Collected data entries
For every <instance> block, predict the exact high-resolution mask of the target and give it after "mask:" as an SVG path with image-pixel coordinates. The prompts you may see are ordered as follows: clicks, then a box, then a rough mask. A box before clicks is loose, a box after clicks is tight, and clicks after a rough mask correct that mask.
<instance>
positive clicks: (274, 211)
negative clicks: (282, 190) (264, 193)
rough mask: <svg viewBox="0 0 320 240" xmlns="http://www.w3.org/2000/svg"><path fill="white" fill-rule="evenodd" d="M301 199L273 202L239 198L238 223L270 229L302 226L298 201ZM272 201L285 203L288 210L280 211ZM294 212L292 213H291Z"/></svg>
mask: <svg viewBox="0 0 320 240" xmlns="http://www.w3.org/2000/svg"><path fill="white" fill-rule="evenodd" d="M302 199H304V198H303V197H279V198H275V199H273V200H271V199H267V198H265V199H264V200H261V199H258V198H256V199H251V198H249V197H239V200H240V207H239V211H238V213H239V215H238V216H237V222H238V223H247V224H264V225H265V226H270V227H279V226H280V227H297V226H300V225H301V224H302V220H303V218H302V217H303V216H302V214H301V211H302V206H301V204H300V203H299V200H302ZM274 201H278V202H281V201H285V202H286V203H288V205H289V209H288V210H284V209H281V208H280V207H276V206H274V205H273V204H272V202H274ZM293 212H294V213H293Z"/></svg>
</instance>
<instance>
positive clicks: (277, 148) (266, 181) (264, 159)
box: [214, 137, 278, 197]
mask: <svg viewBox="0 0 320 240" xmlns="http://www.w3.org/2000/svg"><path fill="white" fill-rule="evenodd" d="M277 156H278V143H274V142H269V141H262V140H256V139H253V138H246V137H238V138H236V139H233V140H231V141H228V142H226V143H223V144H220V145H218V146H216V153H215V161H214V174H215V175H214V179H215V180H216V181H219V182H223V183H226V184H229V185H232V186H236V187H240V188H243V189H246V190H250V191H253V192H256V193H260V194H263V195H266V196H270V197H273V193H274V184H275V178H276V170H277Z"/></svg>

## [Aim of the task]
Your reply must reproduce all records above exactly.

## [Output of the exercise]
For every <instance> block, predict the exact high-resolution mask of the target and give it after "mask:" as an SVG path with image-pixel coordinates. The prompts you may see are ordered as follows: clicks, then a box, then a rough mask. A box before clicks is loose, a box after clicks is tight, and clicks after a rough mask correct that mask.
<instance>
positive clicks: (274, 211)
negative clicks: (282, 190) (264, 193)
rough mask: <svg viewBox="0 0 320 240" xmlns="http://www.w3.org/2000/svg"><path fill="white" fill-rule="evenodd" d="M301 199L273 202L239 198L238 223L270 229L302 226L298 201ZM272 201L285 203L288 210L280 211ZM294 212L292 213H291Z"/></svg>
mask: <svg viewBox="0 0 320 240" xmlns="http://www.w3.org/2000/svg"><path fill="white" fill-rule="evenodd" d="M302 199H304V198H303V197H279V198H275V199H273V200H271V199H267V198H265V199H264V200H261V199H258V198H256V199H251V198H249V197H239V200H240V207H239V211H238V213H239V215H238V216H237V222H238V223H247V224H264V225H265V226H270V227H279V226H280V227H297V226H300V225H301V224H302V220H303V218H302V217H303V216H302V214H301V211H302V206H301V204H300V203H299V200H302ZM274 201H278V202H281V201H285V202H286V203H288V205H289V209H288V210H284V209H281V208H280V207H276V206H274V205H273V204H272V202H274ZM293 212H294V213H293Z"/></svg>
</instance>
<instance>
positive clicks: (277, 148) (266, 181) (264, 159)
box: [214, 137, 278, 197]
mask: <svg viewBox="0 0 320 240" xmlns="http://www.w3.org/2000/svg"><path fill="white" fill-rule="evenodd" d="M277 156H278V143H274V142H269V141H262V140H256V139H253V138H246V137H238V138H236V139H233V140H231V141H228V142H226V143H223V144H220V145H218V146H216V153H215V161H214V174H215V175H214V179H215V180H216V181H219V182H223V183H226V184H229V185H232V186H236V187H240V188H243V189H246V190H250V191H253V192H256V193H260V194H263V195H266V196H270V197H273V193H274V184H275V178H276V170H277Z"/></svg>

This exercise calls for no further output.